Task details:
Quote all lines below exactly. Images stay out.

Stored dataset items:
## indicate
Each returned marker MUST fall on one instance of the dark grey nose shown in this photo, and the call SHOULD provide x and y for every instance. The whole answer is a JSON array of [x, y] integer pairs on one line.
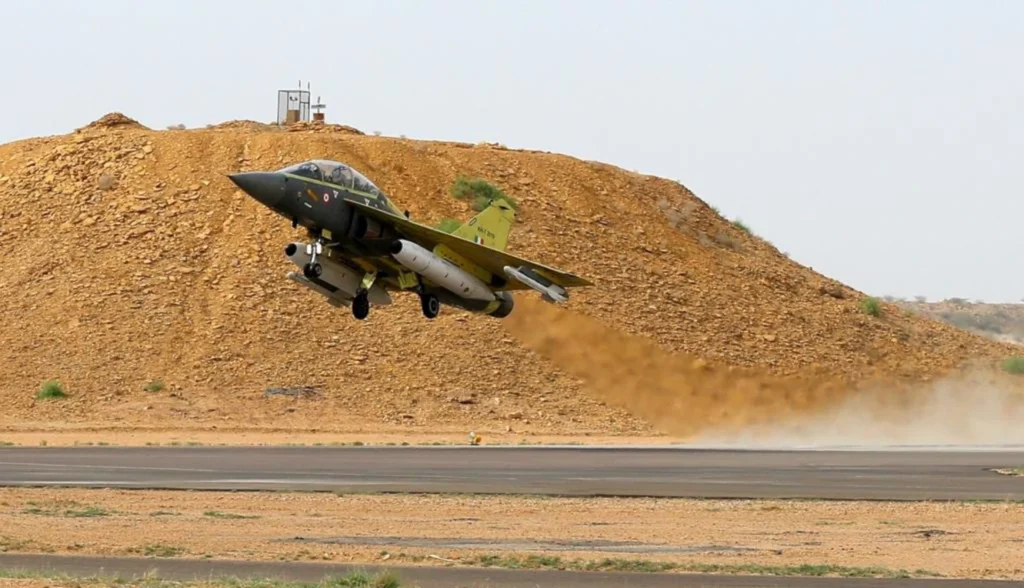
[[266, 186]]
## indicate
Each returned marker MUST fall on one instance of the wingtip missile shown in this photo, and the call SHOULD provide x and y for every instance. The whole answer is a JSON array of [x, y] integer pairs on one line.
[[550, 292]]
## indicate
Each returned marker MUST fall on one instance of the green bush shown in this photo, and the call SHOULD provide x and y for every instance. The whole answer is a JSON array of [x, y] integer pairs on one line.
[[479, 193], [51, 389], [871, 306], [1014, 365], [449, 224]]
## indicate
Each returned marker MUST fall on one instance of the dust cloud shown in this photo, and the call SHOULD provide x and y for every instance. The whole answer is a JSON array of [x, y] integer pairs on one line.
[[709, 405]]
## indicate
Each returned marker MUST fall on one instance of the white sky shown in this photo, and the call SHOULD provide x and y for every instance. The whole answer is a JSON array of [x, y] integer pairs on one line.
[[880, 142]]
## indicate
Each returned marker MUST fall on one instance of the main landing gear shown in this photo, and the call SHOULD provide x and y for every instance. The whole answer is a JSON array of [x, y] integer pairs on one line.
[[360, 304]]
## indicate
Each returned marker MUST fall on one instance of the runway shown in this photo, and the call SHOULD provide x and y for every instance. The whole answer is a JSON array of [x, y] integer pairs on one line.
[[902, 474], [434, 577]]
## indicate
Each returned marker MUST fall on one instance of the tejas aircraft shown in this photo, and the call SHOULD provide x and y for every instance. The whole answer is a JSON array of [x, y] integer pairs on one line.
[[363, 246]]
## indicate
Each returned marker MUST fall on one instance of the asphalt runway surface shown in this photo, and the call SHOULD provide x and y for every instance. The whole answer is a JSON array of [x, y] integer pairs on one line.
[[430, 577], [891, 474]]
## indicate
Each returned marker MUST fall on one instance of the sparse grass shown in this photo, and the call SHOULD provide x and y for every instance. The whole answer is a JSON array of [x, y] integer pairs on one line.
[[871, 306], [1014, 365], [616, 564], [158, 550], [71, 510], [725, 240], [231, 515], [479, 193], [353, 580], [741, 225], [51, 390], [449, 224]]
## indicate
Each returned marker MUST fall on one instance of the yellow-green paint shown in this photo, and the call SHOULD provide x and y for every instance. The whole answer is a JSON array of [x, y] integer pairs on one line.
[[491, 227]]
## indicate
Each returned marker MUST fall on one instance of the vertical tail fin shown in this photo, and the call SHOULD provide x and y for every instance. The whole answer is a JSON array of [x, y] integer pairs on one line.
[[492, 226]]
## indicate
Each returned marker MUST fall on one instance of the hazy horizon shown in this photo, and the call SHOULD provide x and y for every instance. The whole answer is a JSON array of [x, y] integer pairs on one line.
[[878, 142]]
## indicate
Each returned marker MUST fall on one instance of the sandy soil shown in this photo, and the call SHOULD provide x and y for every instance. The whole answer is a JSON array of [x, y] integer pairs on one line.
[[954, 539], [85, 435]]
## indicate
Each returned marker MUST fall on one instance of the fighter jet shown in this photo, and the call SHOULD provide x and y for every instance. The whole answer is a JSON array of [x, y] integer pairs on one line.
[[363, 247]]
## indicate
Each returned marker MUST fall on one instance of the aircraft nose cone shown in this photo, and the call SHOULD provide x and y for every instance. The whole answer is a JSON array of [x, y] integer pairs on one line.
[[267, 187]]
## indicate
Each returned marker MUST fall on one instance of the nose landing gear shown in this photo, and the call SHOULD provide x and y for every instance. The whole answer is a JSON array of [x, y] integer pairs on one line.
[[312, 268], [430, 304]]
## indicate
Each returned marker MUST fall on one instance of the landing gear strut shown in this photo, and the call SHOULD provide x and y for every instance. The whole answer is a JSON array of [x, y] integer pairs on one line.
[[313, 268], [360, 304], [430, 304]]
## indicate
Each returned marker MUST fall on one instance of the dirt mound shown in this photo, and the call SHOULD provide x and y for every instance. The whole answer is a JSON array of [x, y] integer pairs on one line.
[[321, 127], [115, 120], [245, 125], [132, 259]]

Answer to the problem:
## indicate
Each returned marker MUST fall on one instance of the dark grey nose shown in this photo, and the call SHOULD provide x and y for every instance. The whole answer is a JSON array of [x, y] integer pairs on one line.
[[266, 186]]
## indicate
Each returned marker MUST fall on one instance of the wingtip missile shown in this photo, and the call SHOULD provide x and y for every instance. The whole answer is a JSON array of [x, y] integer pairs on one line.
[[550, 292]]
## indicate
Each returned marker MUST fall on one instance of the green bush shown in this photo, and the call SHOULD provide x and y for every instance. The whole answer is a JSON array of [x, y] integer pairs on one line.
[[479, 193], [51, 389], [871, 306], [1014, 365], [449, 224]]
## indicate
Each returned marker MUST fall on one instance of the dust cloud shown in this photo, and the call SHOULD provide x and y for every instance. The whole answer is a JSON array of [x, y] integer pairs on one line.
[[709, 405]]
## indicate
Each returned marker MUST fall on one instance of the white sky shown in this photo, and the call SHOULD provide x and y for every instance. The whole answer is a JSON array of [x, y] integer pairs on one line.
[[880, 142]]
## indicate
Each returned marker MUST fall on one instance of the main landing gear shown in this photo, and the call SHOULD provide x and y for every instance. The whole answer is a JSON array of [x, y] integer pairs on one line.
[[360, 304]]
## indicate
Each returned marker MUST fall on one instance of the runway shown in this photo, and the call SHOULD provide x and y for every instance. The whole answer is a JSON array of [x, y] integer pairs on one line.
[[902, 474], [434, 577]]
## indicate
Each returned marker MUST fall on one instance of the tejas aircraft shown in this photo, and the call SHOULD provide x and y for every instance. The whole answer is a JSON array of [x, y] integer pairs on one line.
[[363, 246]]
## indicate
Each returned marker MUST fall on one instance of the asphalt runway surface shown in this photo, and the call SHOULD provide x and y for every instance. The whole answer is a JSON array of [x, y] integer pairs on one line.
[[430, 577], [891, 474]]
## indicate
Each returned marker MUST fall on one instance of the sparse grass shown in this photo, and the call SHOULD provide x and y for every instance. The whole answer is a JSON array of [x, y] integer pairs on one line.
[[871, 306], [1014, 365], [616, 564], [158, 550], [71, 510], [725, 240], [231, 515], [479, 193], [353, 580], [741, 225], [51, 390], [449, 224]]
## indicate
Each returned marker MUST fall on one instance of the yellow-green paint shown in this photo, and the call SHOULD provide x and y for every instance. The whole answer is a JSON array of [x, y] integer pairs on one line.
[[491, 227]]
## indicate
Each returned marker MUST fall on one instance of the vertical tail fin shown in this photo, and the call SHOULD provide x and y for every instance. The whole answer is a JSON array of [x, y] integer pairs on one line.
[[492, 226]]
## indicate
Each returned marker MUST fall on one instance of the hazy horizon shown in this photo, and the call SHOULD provide x and y for every instance. The whole answer is a JSON array of [x, y] integer pairs on one line.
[[878, 142]]
## indicate
Each returned marker MUST fall on one instance of the sandy soil shown in this photo, and the call SHOULD provide x and y for every instance. The whole answer is a JSON array of [x, y] integer pairs on one line.
[[954, 539], [85, 435]]
## indicate
Each returned marker MUST fall on one instance of the fighter jet shown in this photo, and the call SHOULD provide x and y for every instance. The whole answer is a JSON array of [x, y] integer pairs on one line.
[[363, 247]]
## indicate
Each returned marker MUST fall on one instance of the aircraft nose cone shown in this photo, and the call SHOULD provide x and y for every instance. The whole answer is a JSON array of [x, y] integer pairs on one line.
[[267, 187]]
## indicate
Each returned marker MUST fall on one instance of the nose landing gear shown in this photo, and the call SHOULD provide x and y for every instance. The whole answer is a JSON array of [x, y] integer pairs on one line.
[[312, 268], [430, 304]]
## indicate
Each returned marker MUST fall on one instance of the landing gear strut shown in this photo, and the call SHOULD provide x and y for every instance. The whole answer is a JSON array of [x, y] integer pairs on one line.
[[313, 268], [360, 304], [430, 304]]
## indicate
Each returned marker MUST fall on one instance of the dirt mound shown in this photo, and the call SHOULD provide x and y for every instance. The whole answer is a JSON array of [x, y] integer pairs on one line.
[[321, 127], [115, 120], [245, 125], [132, 259]]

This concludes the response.